* Exercise brief *
Which musicians and writers, other than the author of Rope Walker, does the blog post about Rope Walker name?

Skip to content

Month: March 2021

What’s It All About, Rope Walker?

Rope Walker: A Texas Jewish History Mystery is not easily categorized. I’ve tried. It’s a book about many things. I don’t find that a problem, and readers with an expansive tolerance for the uncategorizable will not find it a problem, either.

It certainly seems to be about truth–the truth about a tightrope artist, with but one leg, and his gravestone, with but two words: “Rope Walker.” It’s about the truth in stories we hear and the stories we tell. It’s about historical accuracy. Rope Walker gives an honest assessment of what is known and what is not known about a particular local tragedy that happened 137 years ago. Other historical recollections, especially those where the facts about events long ago are murky, tend to add unverified details that may be true, or could be true, without considering the possibility that those details might also be wrong. In this history I try try not to simply repeat something as fact where that something is not certain. If there is uncertainty, I prefer to lay it out for readers to consider, to let them decide, in the end, if they want to believe it or not.

Rope Walker is about remembrance, leaving something behind after our exit from this world. It’s about making the most of our time here, taking risks because at some point we’ll be gone, one thing that is certain.

But the foregoing is nothing like the “elevator pitch” I’ve given for the book. Conventional advice is that an author should be able to describe his book with one concise sentence, two tops. Additionally, there should be one or more books an author can point to as comparable to his own book. Further, there should be a through line, a logical and consistent progress of topic and tone from start to finish. All true and good advice, but none of it is necessary to make an entertaining and informative read.

Some of the greatest books ever written contain a mix of tones, topics, realities, voices, timeframes, grammar, and other literary inventions. That also goes for songs, poems, clothing, and all other artistic expression. At the same time, having a consistent theme, or plot, or rhythm, or attitude, throughout a piece of art, helps to keep an audience focused and engaged. I like to think of the song, “A Day in the Life,” by the Beatles, and “The Love Song of J. Alfred Prufrock,” the famous poem by T.S. Elliot (actually, as I see it, the former was inspired by the latter).

With that said, as explanation, perhaps as an excuse, here is how I have tried to describe Rope Walker: A Texas Jewish History Mystery, without looking like I’m bucking convention too much, and certainly acknowledging I’m no James Joyce or Philip Roth.

  • A 19th century historical legend is examined to see if it is based on facts and to the extent it is based on facts present the reliable sources for historical evidence of those facts.

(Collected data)
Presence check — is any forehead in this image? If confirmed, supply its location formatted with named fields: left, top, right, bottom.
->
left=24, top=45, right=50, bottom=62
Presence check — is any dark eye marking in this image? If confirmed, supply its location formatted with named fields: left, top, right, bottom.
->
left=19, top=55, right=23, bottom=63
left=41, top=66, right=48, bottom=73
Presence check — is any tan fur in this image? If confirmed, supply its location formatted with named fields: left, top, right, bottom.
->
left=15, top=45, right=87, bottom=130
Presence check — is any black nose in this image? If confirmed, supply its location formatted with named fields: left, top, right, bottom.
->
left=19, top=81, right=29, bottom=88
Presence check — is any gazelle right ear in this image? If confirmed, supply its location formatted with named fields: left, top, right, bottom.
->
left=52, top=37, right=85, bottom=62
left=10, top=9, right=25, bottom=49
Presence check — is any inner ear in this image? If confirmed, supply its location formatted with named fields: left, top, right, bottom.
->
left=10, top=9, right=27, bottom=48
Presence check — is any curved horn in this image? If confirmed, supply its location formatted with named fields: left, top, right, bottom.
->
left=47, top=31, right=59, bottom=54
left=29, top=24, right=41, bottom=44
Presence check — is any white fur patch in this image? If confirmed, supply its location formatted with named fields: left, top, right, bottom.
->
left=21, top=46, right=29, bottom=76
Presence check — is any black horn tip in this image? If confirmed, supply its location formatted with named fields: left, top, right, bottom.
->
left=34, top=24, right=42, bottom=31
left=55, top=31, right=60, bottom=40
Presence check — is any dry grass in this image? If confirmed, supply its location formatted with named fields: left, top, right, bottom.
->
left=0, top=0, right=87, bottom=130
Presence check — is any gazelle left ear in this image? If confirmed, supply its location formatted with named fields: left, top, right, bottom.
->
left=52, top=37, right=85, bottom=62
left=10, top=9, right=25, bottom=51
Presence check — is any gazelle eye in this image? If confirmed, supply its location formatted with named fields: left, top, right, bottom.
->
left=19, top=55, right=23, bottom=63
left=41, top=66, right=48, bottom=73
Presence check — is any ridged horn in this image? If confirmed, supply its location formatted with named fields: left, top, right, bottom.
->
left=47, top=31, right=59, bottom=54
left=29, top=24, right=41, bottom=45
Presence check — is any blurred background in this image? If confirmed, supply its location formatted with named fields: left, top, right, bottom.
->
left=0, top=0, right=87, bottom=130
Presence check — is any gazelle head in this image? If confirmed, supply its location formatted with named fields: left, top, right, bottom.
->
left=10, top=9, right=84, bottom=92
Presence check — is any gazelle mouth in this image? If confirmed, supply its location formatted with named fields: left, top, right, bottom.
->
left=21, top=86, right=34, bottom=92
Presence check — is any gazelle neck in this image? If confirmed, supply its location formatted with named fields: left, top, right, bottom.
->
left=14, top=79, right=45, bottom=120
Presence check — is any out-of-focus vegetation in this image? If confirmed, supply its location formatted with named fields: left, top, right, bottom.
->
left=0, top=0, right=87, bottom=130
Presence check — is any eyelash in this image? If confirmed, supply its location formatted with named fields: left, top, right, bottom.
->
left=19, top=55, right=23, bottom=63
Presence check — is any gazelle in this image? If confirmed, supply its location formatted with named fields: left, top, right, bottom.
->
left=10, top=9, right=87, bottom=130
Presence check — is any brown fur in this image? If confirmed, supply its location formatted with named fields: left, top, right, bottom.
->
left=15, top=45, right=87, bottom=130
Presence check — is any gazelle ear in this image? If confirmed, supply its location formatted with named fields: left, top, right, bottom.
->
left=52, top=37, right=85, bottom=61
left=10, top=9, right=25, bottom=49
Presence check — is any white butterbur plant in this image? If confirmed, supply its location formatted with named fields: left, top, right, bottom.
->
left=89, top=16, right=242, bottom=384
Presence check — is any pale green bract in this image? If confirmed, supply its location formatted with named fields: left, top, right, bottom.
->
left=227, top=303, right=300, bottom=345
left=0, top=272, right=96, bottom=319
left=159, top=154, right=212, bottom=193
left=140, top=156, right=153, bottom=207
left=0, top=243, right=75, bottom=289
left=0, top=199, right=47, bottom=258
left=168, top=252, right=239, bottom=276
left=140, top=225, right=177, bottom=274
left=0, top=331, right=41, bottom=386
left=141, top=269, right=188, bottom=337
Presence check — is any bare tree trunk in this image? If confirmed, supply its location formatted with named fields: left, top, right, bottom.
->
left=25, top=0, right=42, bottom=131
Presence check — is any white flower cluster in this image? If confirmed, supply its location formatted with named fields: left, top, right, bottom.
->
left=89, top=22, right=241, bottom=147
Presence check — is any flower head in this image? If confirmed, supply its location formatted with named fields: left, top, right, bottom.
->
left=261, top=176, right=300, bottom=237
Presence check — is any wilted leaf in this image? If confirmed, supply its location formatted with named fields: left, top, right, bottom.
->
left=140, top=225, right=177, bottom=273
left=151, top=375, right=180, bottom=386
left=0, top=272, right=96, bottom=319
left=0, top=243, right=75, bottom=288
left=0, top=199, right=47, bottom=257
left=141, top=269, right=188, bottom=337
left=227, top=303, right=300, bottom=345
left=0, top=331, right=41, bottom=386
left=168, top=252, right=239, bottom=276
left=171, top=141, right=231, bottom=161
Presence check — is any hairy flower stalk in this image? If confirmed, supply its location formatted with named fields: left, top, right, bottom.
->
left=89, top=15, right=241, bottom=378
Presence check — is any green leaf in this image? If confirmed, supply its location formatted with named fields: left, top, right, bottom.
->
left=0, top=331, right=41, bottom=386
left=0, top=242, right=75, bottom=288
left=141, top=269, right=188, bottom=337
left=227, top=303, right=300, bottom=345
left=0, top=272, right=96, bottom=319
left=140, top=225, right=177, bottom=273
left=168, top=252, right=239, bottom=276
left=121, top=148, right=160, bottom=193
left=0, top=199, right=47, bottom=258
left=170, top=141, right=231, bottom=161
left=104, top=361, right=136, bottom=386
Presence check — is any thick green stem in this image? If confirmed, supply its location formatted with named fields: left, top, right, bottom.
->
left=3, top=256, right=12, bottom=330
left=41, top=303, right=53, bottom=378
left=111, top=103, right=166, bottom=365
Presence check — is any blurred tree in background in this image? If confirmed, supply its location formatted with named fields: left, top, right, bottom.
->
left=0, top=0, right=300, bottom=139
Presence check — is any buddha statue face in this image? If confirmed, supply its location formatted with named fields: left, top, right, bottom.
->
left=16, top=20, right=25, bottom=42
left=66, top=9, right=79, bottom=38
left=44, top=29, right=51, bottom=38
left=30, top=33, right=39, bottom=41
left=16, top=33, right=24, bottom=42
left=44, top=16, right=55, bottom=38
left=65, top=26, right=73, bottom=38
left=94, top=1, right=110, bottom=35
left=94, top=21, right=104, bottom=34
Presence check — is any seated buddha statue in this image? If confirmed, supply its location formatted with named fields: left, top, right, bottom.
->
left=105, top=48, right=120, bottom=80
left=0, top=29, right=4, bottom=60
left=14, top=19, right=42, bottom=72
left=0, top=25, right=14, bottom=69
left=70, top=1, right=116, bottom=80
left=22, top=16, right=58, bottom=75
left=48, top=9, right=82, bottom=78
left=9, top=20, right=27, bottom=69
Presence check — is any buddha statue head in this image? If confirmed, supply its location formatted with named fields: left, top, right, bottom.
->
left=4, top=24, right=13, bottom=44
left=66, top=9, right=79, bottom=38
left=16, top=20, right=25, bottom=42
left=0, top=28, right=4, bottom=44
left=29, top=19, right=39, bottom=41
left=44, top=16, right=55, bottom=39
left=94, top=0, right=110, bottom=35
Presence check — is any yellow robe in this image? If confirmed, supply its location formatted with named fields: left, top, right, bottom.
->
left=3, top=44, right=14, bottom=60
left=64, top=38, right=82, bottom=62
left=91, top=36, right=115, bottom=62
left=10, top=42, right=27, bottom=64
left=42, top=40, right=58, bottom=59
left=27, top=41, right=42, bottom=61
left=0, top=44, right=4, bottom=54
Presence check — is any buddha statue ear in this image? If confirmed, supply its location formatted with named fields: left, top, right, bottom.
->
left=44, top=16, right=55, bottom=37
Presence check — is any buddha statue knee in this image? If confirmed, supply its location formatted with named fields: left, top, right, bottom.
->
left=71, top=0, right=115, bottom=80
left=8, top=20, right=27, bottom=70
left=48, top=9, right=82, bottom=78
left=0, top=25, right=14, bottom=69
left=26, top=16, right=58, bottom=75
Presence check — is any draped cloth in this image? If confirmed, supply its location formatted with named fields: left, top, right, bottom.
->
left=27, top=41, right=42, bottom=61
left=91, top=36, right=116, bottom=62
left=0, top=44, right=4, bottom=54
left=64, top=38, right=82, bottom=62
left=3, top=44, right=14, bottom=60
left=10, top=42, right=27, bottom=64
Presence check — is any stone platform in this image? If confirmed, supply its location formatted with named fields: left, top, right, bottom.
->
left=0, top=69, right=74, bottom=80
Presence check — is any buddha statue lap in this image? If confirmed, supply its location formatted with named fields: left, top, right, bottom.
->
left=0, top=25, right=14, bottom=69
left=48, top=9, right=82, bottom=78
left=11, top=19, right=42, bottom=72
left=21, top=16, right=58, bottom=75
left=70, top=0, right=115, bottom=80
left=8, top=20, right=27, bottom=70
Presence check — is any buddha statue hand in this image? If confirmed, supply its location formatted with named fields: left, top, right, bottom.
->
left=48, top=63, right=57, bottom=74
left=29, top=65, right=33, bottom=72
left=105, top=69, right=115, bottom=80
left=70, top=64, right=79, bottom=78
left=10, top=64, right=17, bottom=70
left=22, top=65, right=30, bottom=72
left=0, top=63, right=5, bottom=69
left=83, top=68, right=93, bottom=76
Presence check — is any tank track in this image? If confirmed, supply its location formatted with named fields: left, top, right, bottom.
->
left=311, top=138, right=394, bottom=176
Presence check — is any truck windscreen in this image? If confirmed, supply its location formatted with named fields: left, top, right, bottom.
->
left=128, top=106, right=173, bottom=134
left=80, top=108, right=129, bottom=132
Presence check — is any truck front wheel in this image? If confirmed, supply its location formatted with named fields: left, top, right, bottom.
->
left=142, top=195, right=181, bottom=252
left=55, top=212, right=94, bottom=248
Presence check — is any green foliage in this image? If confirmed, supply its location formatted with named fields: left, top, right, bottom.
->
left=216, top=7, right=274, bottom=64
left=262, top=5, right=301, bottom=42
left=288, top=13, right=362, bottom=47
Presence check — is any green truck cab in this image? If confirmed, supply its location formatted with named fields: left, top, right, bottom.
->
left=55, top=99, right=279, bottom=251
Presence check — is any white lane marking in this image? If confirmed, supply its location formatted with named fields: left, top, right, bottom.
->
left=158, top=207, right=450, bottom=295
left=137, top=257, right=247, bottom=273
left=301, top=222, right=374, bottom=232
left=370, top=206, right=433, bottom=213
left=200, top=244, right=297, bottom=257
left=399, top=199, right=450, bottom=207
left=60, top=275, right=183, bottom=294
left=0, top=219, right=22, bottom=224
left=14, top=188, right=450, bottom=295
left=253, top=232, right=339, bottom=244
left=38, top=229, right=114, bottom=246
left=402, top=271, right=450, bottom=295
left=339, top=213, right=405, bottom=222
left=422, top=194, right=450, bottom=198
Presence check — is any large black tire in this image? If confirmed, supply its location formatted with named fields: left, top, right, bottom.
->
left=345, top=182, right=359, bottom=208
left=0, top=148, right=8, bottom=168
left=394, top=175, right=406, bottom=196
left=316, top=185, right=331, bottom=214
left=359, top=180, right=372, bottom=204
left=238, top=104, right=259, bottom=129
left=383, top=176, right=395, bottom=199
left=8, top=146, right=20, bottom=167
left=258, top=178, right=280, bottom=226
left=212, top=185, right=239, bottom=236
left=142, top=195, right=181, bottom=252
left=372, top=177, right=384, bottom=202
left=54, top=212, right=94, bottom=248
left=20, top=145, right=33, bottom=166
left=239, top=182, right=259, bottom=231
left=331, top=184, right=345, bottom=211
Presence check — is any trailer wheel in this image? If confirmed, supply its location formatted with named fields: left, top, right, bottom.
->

* Completed exercise *
the Beatles, T.S. Elliot, James Joyce, Philip Roth